_Work required_: Proceed with the interview with Doris about her crisis response work, continuing on from its final sentence.

Working in Community Response

Doris' Story

Interview with Doris, Crisis Response Team

Name and title?

My name is Doris. I’m an Advanced Clinical Practitioner.


How long have you worked here?

I’ve worked for Crisis for just over two years, and I’ve been an ACP (Advanced Clinical Practitioner) for just over a year.


What do you like about your role?

I like the fact that crisis ACPs are generalist, so we provide varied support as opposed to having one speciality. So we usually see all sorts, like even ENT (Ear, Nose & Throat), MSK (Musculoskeletal Health), cardiology, respiratory. So, I like the fact that I’m able to work with all of those specialities, even though I’m not technically a specialist in any of them. I’m able to support so many different people.


What would you say is the most challenging part of your role? 

The most challenging parts of my role are also the most enjoyable! A lot of the work is independent, more so than being a hospital ACP. ACPs and crisis response in general have a lot of independence. You’re looking after so many other team and you’re advising in the community.

_Recorded information_:
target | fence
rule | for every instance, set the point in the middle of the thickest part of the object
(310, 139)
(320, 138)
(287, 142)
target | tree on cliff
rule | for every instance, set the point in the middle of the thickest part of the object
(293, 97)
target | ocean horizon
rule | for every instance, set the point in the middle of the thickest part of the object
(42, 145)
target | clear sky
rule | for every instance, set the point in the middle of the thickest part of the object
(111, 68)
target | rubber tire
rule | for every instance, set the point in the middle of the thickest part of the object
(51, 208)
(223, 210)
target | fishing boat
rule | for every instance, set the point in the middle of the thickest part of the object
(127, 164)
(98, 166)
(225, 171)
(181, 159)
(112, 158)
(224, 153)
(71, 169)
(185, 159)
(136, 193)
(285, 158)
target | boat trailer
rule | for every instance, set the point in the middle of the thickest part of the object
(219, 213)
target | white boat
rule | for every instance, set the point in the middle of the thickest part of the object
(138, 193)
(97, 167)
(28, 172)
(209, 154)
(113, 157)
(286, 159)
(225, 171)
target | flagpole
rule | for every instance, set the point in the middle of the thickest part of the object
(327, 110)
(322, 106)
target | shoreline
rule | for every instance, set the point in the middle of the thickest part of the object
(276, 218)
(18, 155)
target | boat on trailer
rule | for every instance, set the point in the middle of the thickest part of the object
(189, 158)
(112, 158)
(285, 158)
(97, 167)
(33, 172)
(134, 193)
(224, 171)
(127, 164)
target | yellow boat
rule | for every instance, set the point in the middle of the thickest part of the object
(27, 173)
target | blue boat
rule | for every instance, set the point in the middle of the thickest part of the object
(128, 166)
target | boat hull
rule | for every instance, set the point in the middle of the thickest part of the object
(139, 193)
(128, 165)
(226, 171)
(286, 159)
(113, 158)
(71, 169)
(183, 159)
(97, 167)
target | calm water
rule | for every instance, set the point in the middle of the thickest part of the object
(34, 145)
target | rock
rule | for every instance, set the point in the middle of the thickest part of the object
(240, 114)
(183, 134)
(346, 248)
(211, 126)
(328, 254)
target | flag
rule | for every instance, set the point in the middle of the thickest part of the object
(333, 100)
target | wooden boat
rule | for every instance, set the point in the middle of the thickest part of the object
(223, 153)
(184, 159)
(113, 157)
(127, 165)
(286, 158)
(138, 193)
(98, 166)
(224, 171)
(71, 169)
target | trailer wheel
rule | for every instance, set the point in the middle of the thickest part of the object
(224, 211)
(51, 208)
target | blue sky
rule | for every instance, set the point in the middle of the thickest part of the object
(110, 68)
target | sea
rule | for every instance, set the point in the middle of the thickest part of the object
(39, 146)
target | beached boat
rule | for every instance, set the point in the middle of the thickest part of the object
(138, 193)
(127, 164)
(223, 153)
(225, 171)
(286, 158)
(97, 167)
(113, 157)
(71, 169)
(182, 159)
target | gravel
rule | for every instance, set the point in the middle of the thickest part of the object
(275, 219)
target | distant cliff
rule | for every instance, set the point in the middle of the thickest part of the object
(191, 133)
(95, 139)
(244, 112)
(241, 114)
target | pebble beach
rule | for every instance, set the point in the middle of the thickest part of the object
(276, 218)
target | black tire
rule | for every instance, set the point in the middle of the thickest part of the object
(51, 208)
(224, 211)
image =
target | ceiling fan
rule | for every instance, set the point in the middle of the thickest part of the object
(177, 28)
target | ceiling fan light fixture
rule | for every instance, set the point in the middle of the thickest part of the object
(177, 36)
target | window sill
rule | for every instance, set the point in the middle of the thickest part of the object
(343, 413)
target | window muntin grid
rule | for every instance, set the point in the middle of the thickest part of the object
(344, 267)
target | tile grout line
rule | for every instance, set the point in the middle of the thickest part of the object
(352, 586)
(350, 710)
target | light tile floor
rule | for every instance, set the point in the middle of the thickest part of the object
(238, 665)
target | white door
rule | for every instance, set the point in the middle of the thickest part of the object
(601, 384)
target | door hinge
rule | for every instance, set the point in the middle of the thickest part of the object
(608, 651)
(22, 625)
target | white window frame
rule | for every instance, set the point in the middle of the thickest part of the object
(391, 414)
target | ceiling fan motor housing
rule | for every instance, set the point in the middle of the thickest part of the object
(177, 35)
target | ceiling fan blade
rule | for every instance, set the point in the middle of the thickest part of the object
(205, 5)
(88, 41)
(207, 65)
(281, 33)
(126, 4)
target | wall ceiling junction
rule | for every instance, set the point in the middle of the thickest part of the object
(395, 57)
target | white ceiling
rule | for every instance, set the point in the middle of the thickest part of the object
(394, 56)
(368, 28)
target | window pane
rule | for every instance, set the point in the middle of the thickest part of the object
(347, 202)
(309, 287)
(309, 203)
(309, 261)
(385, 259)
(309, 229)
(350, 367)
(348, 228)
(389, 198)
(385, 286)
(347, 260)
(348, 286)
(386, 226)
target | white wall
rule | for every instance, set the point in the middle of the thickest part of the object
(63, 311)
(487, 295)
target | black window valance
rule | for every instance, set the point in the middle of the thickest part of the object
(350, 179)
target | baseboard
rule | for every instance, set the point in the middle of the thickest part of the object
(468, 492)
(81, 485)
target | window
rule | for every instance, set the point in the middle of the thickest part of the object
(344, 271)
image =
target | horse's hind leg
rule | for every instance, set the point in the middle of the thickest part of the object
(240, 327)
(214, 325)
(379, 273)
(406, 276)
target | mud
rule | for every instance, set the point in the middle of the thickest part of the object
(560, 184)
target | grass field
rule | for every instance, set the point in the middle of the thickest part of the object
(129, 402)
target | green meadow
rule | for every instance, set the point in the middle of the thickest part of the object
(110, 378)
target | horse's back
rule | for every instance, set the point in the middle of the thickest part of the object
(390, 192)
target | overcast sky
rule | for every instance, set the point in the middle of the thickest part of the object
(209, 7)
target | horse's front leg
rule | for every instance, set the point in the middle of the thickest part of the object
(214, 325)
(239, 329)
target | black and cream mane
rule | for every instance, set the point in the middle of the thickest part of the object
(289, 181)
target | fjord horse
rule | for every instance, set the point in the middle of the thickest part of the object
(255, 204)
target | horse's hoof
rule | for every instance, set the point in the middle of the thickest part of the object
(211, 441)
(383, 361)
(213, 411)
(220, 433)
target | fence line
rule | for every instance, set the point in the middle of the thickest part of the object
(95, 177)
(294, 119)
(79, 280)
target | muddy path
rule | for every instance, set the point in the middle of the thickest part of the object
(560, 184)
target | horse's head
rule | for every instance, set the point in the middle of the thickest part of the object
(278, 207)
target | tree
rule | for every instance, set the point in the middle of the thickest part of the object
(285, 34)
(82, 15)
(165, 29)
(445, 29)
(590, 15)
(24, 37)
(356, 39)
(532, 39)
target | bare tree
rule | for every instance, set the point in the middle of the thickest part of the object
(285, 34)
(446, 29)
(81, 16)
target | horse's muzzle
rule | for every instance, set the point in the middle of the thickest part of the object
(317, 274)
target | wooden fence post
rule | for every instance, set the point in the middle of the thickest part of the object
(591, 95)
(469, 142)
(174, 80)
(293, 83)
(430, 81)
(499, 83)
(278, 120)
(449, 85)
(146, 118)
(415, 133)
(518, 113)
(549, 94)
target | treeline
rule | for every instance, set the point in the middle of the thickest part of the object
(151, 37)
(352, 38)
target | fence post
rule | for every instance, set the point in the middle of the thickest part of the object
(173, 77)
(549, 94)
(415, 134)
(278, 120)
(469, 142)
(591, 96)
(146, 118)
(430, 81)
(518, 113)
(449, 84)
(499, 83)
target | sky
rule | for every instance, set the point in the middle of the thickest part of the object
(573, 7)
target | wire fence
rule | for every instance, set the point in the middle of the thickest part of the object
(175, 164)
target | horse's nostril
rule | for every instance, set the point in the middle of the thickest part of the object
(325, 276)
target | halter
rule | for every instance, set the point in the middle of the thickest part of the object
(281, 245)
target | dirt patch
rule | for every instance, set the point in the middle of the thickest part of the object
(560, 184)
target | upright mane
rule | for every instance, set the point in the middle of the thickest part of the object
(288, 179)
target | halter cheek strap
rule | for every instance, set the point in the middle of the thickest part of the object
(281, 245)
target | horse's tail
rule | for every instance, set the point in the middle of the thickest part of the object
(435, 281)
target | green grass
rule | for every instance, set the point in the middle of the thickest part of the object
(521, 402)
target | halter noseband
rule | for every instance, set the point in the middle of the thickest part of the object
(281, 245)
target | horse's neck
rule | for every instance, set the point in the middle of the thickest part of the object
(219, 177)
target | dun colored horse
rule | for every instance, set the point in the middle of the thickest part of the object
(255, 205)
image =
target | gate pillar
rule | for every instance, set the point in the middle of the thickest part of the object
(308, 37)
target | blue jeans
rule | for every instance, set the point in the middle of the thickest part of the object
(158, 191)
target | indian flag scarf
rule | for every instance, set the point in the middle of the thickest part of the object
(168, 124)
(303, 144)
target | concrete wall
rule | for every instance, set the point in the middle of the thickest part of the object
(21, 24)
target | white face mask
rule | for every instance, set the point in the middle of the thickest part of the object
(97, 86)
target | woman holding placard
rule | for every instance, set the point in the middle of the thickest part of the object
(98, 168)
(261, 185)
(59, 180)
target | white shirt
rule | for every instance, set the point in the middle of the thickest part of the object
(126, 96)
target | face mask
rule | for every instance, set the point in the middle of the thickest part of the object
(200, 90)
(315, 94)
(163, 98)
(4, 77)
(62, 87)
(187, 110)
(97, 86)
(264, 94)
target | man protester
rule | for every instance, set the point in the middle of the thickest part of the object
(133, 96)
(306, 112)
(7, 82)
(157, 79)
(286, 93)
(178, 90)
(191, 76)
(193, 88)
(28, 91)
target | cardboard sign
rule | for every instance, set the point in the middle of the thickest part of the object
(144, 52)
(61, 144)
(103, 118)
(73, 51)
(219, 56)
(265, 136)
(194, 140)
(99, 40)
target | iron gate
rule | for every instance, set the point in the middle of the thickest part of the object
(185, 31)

_Answer section_:
You might not always work with a medical doctor, but there is always somebody at the end of the line, at the end of the phone to contact if you ever need advice.

So the fact that you’re by yourself, seeing patients, treating them, diagnosing them — that can be challenging and you’ve got to be careful with the advice because at the end of the day, they’re counting on you. This all works though because you are given responsibility and control over what happens.


What’s the work environment like?

Crisis response is an amazing place to work because it’s made up of a whole lot of other MDTs (Multi-Disciplinary Teams). So if you want to learn, crisis is the place to be! We have OTs (Occupational Therapists), we have physios, social workers, support workers and GPs that work with us.

We also have the IV team and reablement with us too, so it’s basically a whole package of holistic care for patients, which makes it so amazing. If you want to be grounded in your clinical role, I think crisis response is the best place to be.


Can you think of a time when you’ve realised the importance of the role?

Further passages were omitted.